EXTRACT PROVIDED
+ + +
WWCL: Once Upon a Time in Wonderland

WWCL: Once Upon a Time in Wonderland

In 2013, Once Upon a Time in Wonderland was ABC’s first attempt to really cash-in on their so-far hit series Once Upon a Time (concurrently airing its fourth season). A spin-off that plays host to a few of its mother show’s side characters, OUAT in Wonderland follows Alice, a veteran of Wonderland adventures, and now young woman, diving back into the nonsense realm to find a love she once thought lost to the evil Red Queen. With her wise-cracking friend Will Scarlet at her side, Alice searches for Cyrus, a genie trapped by the evil sorcerer Jafar who searches for his lamp. The show opened to a reasonable viewership but is widely recognised as sub-par against the original series (rating up to 20% less favourably across IMDB, Rotten Tomatoes and Reelgood reviews) and only ran for a single season before cancellation.

Our What We Can Learn articles are dedicated to assessing the inferior points of a writer’s work and how a deeper inspection of these weaknesses can help new writers avoid common pitfalls. So, read below for the best four lessons Once Upon a Time in Wonderland has to teach us.
+ + +
INFORMATION PROVIDED
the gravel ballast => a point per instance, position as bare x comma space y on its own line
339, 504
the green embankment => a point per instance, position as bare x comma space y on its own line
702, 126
+ + +
TASK OBJECTIVE
Repeat the part of the Once Upon a Time in Wonderland article above between "In 2013, Once" and "season before cancellation.", inclusive, word for word.

ANSWER FOR THIS EXERCISE
In 2013, Once Upon a Time in Wonderland was ABC’s first attempt to really cash-in on their so-far hit series Once Upon a Time (concurrently airing its fourth season). A spin-off that plays host to a few of its mother show’s side characters, OUAT in Wonderland follows Alice, a veteran of Wonderland adventures, and now young woman, diving back into the nonsense realm to find a love she once thought lost to the evil Red Queen. With her wise-cracking friend Will Scarlet at her side, Alice searches for Cyrus, a genie trapped by the evil sorcerer Jafar who searches for his lamp. The show opened to a reasonable viewership but is widely recognised as sub-par against the original series (rating up to 20% less favourably across IMDB, Rotten Tomatoes and Reelgood reviews) and only ran for a single season before cancellation.